“Se
la sinistra si occupa dell’immigrazione partendo
dal presupposto che chiunque arrivi, proveniente da
una nazione straniera, sia il benvenuto e sia un guadagno
per il Paese, commette un grave errore di ingenuità”.
Il ministro degli Interni tedesco Otto Schily parlava
così, il 24 aprile 2002, in un’intervista
al Corriere della Sera. Sufficientemente severo e
realista da piacere all’opposizione e agli industriali,
responsabile e aperto quanto basta per ricoprire dal
1998 il suo incarico nella non sempre serena alleanza
rosso-verde del Cancelliere Schroeder, Schily è
cosciente che la Germania è un paese d’immigrazione,
per tradizione, per doveri umanitari e per forti interessi
economici. Con pragmatismo l’ex avvocato berlinese
ha saputo mettere in pratica, da sinistra, una politica
dell’immigrazione che è all’avanguardia
in Europa e che ha fatto sì che l’opposizione
della Cdu non abbia mai potuto puntare la campagna
elettorale, da quando c’è lui, sul tema
della sicurezza interna. “Non possiamo permetterci
di lasciare alla destra tematiche come queste”,
ripete spesso Schily, la cui ricetta è quella
di affrontare l’immigrazione col più
largo consenso possibile, con una politica di centro
che sia per il cittadino comune più attraente
di quella dei populisti come Le Pen o come l’ex
giudice amburghese Roland Schill, una politica che
sappia dare risposte “alle persone a reddito
più basso, le quali si confrontano con i problemi
quotidiani dell’integrazione dei nuovi venuti,
con la piccola criminalità che può,
in determinati casi, accompagnarsi ad alcuni gruppi
di immigrati”.
==========
Istruzioni da seguire:
Elenca tutte le persone indicate per nome nel brano sulla politica dell'immigrazione di Otto Schily.

Sezione dati:
==========
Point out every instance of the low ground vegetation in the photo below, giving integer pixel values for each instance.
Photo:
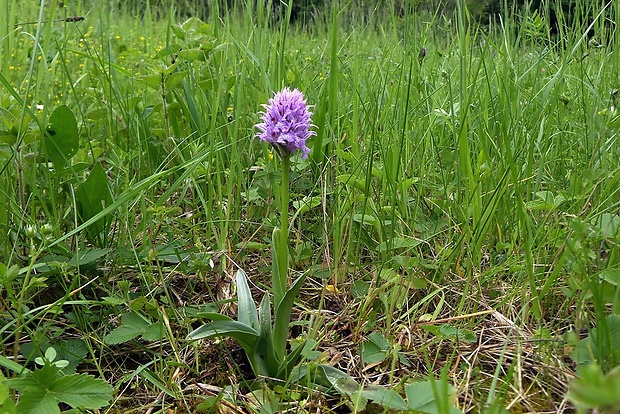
(452, 239)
==========
Risultato dell'esercizio:
Otto Schily, Schroeder, Le Pen, Roland Schill